— START Records supplied —

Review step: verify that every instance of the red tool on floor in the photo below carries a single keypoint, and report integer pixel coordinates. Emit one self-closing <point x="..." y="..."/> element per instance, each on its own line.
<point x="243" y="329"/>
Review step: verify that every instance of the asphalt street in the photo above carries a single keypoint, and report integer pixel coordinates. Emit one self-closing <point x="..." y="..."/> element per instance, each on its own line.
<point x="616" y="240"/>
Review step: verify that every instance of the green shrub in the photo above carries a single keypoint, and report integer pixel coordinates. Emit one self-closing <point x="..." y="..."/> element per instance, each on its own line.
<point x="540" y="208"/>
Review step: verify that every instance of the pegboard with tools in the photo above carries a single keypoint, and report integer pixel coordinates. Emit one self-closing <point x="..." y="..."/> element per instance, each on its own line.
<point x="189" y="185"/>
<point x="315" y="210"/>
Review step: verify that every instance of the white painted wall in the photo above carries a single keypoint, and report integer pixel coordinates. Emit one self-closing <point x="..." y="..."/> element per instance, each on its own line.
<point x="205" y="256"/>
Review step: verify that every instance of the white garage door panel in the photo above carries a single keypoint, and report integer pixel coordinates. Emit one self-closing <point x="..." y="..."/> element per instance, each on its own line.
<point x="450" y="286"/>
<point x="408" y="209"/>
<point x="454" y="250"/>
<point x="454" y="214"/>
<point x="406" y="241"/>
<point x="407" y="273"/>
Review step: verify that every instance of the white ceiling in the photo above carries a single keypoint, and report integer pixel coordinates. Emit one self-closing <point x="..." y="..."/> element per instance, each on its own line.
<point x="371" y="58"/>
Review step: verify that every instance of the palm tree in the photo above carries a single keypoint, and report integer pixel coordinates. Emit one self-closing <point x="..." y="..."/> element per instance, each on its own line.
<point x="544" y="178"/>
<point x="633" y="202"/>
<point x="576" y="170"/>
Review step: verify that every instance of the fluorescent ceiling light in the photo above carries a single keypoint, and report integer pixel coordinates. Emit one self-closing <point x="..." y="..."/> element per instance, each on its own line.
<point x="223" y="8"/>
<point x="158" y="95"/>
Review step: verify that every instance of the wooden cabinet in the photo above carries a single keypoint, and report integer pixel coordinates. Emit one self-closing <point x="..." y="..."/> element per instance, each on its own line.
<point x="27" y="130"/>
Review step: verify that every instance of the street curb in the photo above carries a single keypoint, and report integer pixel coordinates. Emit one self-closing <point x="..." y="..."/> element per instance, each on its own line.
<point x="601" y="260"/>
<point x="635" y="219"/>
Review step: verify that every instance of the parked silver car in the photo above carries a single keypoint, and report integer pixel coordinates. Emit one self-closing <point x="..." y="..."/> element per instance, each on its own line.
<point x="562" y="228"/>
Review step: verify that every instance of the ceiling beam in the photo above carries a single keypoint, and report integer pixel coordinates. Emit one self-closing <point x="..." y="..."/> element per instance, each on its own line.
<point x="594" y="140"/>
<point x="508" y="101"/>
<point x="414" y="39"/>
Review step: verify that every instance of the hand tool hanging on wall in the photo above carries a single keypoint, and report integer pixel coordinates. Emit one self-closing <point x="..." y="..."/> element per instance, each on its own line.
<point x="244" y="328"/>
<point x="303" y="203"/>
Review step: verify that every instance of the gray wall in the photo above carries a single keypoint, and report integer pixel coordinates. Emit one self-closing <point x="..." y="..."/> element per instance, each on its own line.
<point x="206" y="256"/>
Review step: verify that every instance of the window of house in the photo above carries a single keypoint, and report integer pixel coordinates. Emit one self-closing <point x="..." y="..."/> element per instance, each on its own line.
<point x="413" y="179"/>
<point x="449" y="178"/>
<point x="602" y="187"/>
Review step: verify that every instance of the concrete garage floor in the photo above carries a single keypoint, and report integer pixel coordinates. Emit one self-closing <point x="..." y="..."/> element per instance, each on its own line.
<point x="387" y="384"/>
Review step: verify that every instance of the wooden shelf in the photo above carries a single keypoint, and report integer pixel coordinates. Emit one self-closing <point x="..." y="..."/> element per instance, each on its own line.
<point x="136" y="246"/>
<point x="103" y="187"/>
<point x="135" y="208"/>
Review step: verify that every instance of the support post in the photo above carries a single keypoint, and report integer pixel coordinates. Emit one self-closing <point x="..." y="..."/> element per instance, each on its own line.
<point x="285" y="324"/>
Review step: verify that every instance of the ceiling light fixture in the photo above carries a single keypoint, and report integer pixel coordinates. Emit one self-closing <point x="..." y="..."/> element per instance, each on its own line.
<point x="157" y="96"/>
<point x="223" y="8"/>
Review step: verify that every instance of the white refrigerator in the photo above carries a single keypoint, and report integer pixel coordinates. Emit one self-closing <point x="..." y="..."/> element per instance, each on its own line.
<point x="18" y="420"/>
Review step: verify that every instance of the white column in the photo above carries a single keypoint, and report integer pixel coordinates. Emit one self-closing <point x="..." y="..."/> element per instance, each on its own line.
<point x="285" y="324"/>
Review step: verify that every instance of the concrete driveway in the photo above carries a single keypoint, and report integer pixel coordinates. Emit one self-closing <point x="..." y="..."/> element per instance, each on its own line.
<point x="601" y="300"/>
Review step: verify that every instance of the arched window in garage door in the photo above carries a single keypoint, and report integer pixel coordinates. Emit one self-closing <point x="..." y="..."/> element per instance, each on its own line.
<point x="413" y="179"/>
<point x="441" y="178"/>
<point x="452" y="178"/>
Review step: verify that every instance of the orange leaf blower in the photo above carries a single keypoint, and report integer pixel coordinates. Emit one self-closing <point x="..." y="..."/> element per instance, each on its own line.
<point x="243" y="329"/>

— END Records supplied —

(Task to carry out): Everything in the listing above should be restated exactly.

(Output for this task):
Review step: verify that every instance of the red tool on floor in the photo below carries a single keypoint, and report integer pixel coordinates. Emit one self-closing <point x="..." y="..."/> element per instance, each on its own line.
<point x="243" y="329"/>
Review step: verify that every instance of the asphalt street in the photo above carries a single keypoint, and report integer pixel coordinates. Emit one self-closing <point x="..." y="..."/> element per instance, each on its own line.
<point x="616" y="240"/>
Review step: verify that every instance of the green shrub in the photo above carries a single keypoint, and report integer pixel coordinates. Emit one self-closing <point x="..." y="..."/> element per instance, each on its own line.
<point x="540" y="208"/>
Review step: verify that every instance of the pegboard with tools in the photo above carries a single keypoint, and report integer pixel coordinates. Emit one self-closing <point x="..." y="..."/> element per instance, each on its own line.
<point x="189" y="185"/>
<point x="315" y="210"/>
Review step: verify that every instance of the white painted wall in the photo above carries a single keypoint, and report integer pixel coordinates. Emit one self-closing <point x="..." y="..."/> element per instance, each on its own line.
<point x="205" y="256"/>
Review step: verify that every instance of the white garage door panel in the photo above carries a single keypoint, and report integer pixel coordinates. Emit one self-closing <point x="..." y="..."/> element per instance, each on its own line.
<point x="450" y="286"/>
<point x="408" y="209"/>
<point x="454" y="250"/>
<point x="454" y="214"/>
<point x="406" y="241"/>
<point x="407" y="273"/>
Review step: verify that every instance of the white ceiling in the photo above carries a single keypoint, and report integer pixel coordinates. Emit one self-closing <point x="..." y="..."/> element per instance, each on its own line.
<point x="371" y="58"/>
Review step: verify that every instance of the palm tree in the photo above carries a single keypoint, and report integer pixel coordinates. Emit one self-closing <point x="..." y="..."/> element per instance, each on its own line.
<point x="544" y="178"/>
<point x="633" y="202"/>
<point x="576" y="170"/>
Review step: verify that every instance of the fluorescent ceiling light in the photo above carries a single keypoint, and report integer pixel coordinates. Emit one self-closing <point x="..." y="..."/> element per instance, each on its own line.
<point x="223" y="8"/>
<point x="158" y="95"/>
Review step: verify that every instance of the wooden cabinet in the photo above carries a single keypoint, and report integer pixel coordinates. Emit one self-closing <point x="..." y="..."/> element per instance, each on its own line.
<point x="27" y="130"/>
Review step: verify that every instance of the street curb in the photo above carries a single keypoint, and report integer pixel coordinates. Emit one self-closing <point x="..." y="..."/> element per instance, each on its own line.
<point x="601" y="260"/>
<point x="635" y="219"/>
Review step: verify that every instance of the parked silver car in the photo above carries a single keypoint, and report integer pixel coordinates. Emit one self-closing <point x="..." y="..."/> element per instance, each on its own line.
<point x="562" y="228"/>
Review step: verify that every instance of the ceiling beam in the photo above carries a single keypoint, and report integer pixel coordinates. Emit one self-closing <point x="..." y="..."/> element per instance, each on its own line.
<point x="594" y="140"/>
<point x="508" y="101"/>
<point x="414" y="39"/>
Review step: verify that every instance of the hand tool hanging on wall in the photo above carries a single keypoint, and report integer pixel coordinates. Emit one self-closing <point x="..." y="..."/> element per instance, each on its own line.
<point x="244" y="328"/>
<point x="303" y="203"/>
Review step: verify that every instance of the gray wall in the photo above carries a single keypoint, and report integer pixel coordinates. Emit one self-closing <point x="..." y="..."/> element per instance, each on its own line.
<point x="206" y="256"/>
Review step: verify that every instance of the window of house in the photo above carries a single keypoint, and report integer pixel coordinates. Emit one self-closing <point x="..." y="..."/> element per instance, each on its own line.
<point x="413" y="179"/>
<point x="449" y="178"/>
<point x="602" y="187"/>
Review step: verify that every instance of the concrete garage floor in the photo above carries a single keypoint, and report integer pixel coordinates. Emit one self-closing <point x="..." y="..."/> element per instance, each on its own line.
<point x="387" y="384"/>
Review step: verify that every instance of the wooden shelf in the photo above carries a single keypoint, and report integer pixel coordinates. Emit one self-closing <point x="..." y="..."/> element per instance, each on its own line.
<point x="136" y="246"/>
<point x="103" y="187"/>
<point x="135" y="208"/>
Review step: verify that every instance of the support post in the photo above carries a single keypoint, and report integer pixel coordinates. Emit one self-closing <point x="..." y="..."/> element per instance, each on its own line.
<point x="285" y="324"/>
Review step: verify that every instance of the ceiling light fixture in the photo above carries a single keypoint, and report integer pixel coordinates. Emit one self-closing <point x="..." y="..."/> element per instance, each on its own line.
<point x="157" y="96"/>
<point x="223" y="8"/>
Review step: verify that every instance of the white refrigerator in the photo above carries a single keypoint, and report integer pixel coordinates. Emit one self-closing <point x="..." y="..."/> element per instance, each on its own line.
<point x="18" y="420"/>
Review step: verify that every instance of the white column in the photo above carries a single keypoint, and report integer pixel coordinates. Emit one self-closing <point x="..." y="..."/> element per instance, each on its own line.
<point x="285" y="324"/>
Review step: verify that every instance of the concrete driveway in the photo above carries a single keypoint, and report integer pixel coordinates. Emit one self-closing <point x="..." y="..."/> element per instance, each on its own line.
<point x="601" y="300"/>
Review step: verify that every instance of the arched window in garage door in the photo above carries a single keypoint, and report integer pixel coordinates. Emit one self-closing <point x="..." y="..."/> element per instance, each on its own line.
<point x="413" y="179"/>
<point x="441" y="178"/>
<point x="452" y="178"/>
Review step: verify that every instance of the orange leaf blower in the photo above carries a single keypoint, and report integer pixel coordinates. Emit one self-closing <point x="..." y="..."/> element per instance, each on its own line.
<point x="243" y="329"/>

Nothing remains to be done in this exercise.